## begin INPUT RECORDS

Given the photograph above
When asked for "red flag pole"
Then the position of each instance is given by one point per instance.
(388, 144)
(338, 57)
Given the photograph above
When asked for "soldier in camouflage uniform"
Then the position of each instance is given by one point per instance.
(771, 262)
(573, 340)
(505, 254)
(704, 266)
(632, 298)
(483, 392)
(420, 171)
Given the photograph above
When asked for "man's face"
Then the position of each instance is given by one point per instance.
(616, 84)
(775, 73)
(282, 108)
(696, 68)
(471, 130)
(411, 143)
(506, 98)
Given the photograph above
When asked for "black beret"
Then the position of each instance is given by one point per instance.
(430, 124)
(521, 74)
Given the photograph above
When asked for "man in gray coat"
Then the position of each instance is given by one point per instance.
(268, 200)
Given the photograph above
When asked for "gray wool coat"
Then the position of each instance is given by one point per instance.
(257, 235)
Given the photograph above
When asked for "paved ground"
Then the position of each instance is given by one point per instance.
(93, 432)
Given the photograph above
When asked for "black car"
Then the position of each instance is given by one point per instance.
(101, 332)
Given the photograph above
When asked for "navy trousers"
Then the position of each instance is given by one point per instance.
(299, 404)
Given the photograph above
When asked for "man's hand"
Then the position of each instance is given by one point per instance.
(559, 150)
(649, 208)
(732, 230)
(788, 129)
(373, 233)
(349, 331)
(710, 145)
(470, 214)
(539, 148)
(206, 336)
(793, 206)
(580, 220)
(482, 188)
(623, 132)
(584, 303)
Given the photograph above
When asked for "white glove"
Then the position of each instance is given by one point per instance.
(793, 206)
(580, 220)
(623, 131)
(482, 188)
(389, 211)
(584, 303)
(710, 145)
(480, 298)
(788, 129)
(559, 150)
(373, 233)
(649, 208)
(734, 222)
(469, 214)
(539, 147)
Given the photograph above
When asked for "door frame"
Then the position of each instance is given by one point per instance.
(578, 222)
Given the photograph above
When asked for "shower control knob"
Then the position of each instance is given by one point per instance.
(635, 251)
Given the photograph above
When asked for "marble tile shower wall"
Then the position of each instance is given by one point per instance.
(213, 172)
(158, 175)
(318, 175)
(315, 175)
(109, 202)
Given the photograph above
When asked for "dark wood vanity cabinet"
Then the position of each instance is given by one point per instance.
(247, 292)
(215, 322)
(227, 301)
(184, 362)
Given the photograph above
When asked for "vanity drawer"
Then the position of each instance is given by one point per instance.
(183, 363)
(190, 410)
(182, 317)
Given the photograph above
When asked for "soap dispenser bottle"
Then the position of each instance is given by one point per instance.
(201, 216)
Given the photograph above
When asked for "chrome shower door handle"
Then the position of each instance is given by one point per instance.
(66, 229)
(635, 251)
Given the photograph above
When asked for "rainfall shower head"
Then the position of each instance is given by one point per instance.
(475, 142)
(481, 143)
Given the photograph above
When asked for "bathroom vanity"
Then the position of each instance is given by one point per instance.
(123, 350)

## end INPUT RECORDS

● **STATED PROBLEM**:
Reproduce the data in its entirety, matching each character.

● **FINISHED ANSWER**:
Given the photograph above
When asked for "red flag pole"
Then the position of each instance is given by one point per instance.
(388, 144)
(338, 57)
Given the photograph above
When asked for "soldier in camouflage uniform"
Then the position of each instance is given by one point per instance.
(771, 262)
(573, 340)
(505, 254)
(704, 266)
(632, 298)
(483, 392)
(420, 171)
Given the photograph above
When asked for "man's face"
Then the position of each instance is given by one point per instance.
(616, 84)
(775, 73)
(282, 108)
(696, 68)
(471, 130)
(411, 143)
(506, 98)
Given the photograph above
When asked for "black beret"
Then the position of each instance is given by one point per instance.
(430, 124)
(521, 74)
Given the photograph above
When asked for "man in gray coat"
Then the position of each instance is given by one point per instance.
(268, 200)
Given the photograph above
When asked for "gray wool coat"
Then the position of each instance is given by one point per instance.
(257, 235)
Given the photograph above
When asked for "paved ground"
Then the position of each instance is given by one point per instance.
(93, 432)
Given the photograph above
When asked for "black car"
Then the position of each instance is given by one point per instance.
(101, 332)
Given the photograph above
When asked for "navy trousers"
Then the position of each instance is given by one point per instance.
(299, 404)
Given the photograph above
When asked for "man's hand"
Then the position of each instance is given by one point per instance.
(559, 150)
(649, 208)
(732, 230)
(788, 129)
(373, 233)
(349, 331)
(710, 145)
(470, 214)
(539, 148)
(206, 336)
(793, 206)
(580, 220)
(482, 188)
(623, 132)
(584, 303)
Given the photograph above
When asked for "white glove"
Then the position of each instance is given by one point per instance.
(793, 206)
(580, 220)
(623, 131)
(482, 188)
(389, 211)
(584, 303)
(710, 145)
(480, 298)
(788, 129)
(559, 150)
(373, 233)
(649, 208)
(734, 222)
(469, 214)
(539, 147)
Given the photograph above
When asked for "door frame"
Then the position of each instance is given by one point per instance.
(578, 222)
Given the photograph above
When asked for "shower control knob"
Then the position of each instance is given by one point per instance.
(635, 251)
Given the photograph above
When asked for "marble tile shower wall"
Then the position of each instance is given by one point per instance.
(213, 172)
(158, 175)
(318, 175)
(315, 175)
(109, 202)
Given the photograph above
When asked for "dark wood vanity cabinet"
Then the position of each instance is given by one point per instance.
(247, 292)
(215, 322)
(227, 301)
(184, 362)
Given the photograph above
When asked for "vanity drawer"
Then the position of each instance is given by one point per instance.
(183, 363)
(190, 410)
(182, 317)
Given the photograph above
When asked for "soap dispenser bottle"
Then the position of each instance is given by one point per instance.
(201, 216)
Given the photograph above
When asked for "chrome shower door handle"
Then the position of each instance is given by one point per instance.
(66, 229)
(635, 251)
Given the photograph above
When asked for "rainfall shower head"
Then the position of each instance is given by one point per instance.
(475, 142)
(481, 143)
Given the photograph above
When asked for "bathroom vanity"
Then the position of each instance is given by one point per instance.
(123, 350)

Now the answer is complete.